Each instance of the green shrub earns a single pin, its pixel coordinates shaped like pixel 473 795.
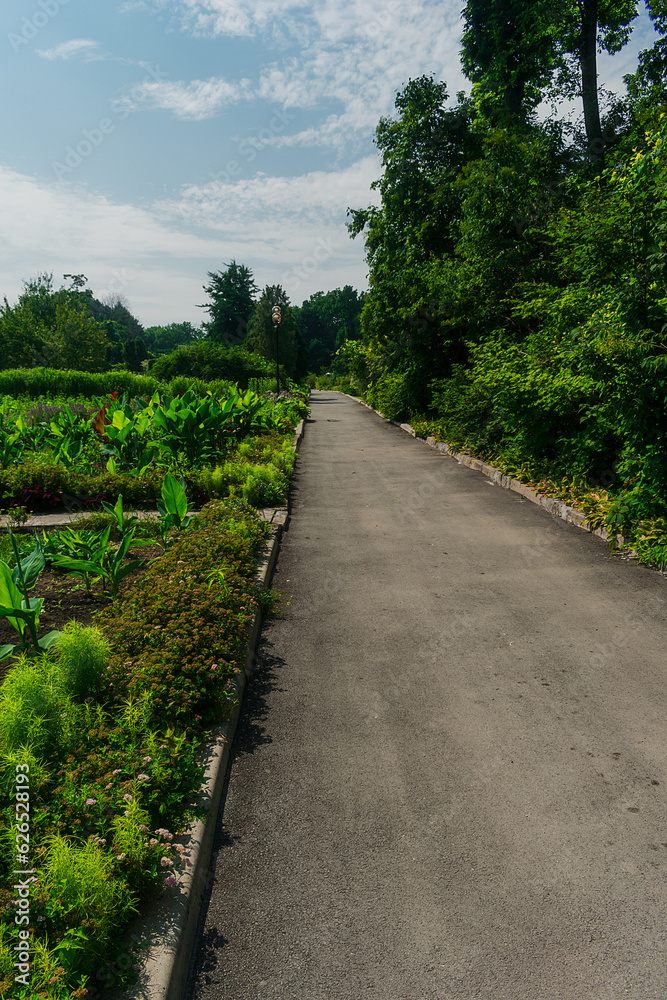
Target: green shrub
pixel 209 362
pixel 84 892
pixel 265 486
pixel 176 633
pixel 82 654
pixel 390 396
pixel 31 706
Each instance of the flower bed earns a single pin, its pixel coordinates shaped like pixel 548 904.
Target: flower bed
pixel 99 737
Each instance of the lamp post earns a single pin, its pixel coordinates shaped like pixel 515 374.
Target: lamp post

+++++

# TASK BRIEF:
Format the lines from the one containing "Each instance of the flower" through the end of the records as a Markdown table, both ends included. Use the columns Row and Line text, and leave out any blank lines.

# ANSWER FOR THE TASK:
| Row | Line text |
|---|---|
| 1 | Each instance of the flower bed earns a single pin, its pixel coordinates shaped like pixel 548 904. |
| 2 | Target: flower bed |
| 3 | pixel 99 737 |
| 4 | Each instance of the lamp post earns a single pin, its pixel coordinates shaped like pixel 515 374. |
| 5 | Target: lamp post |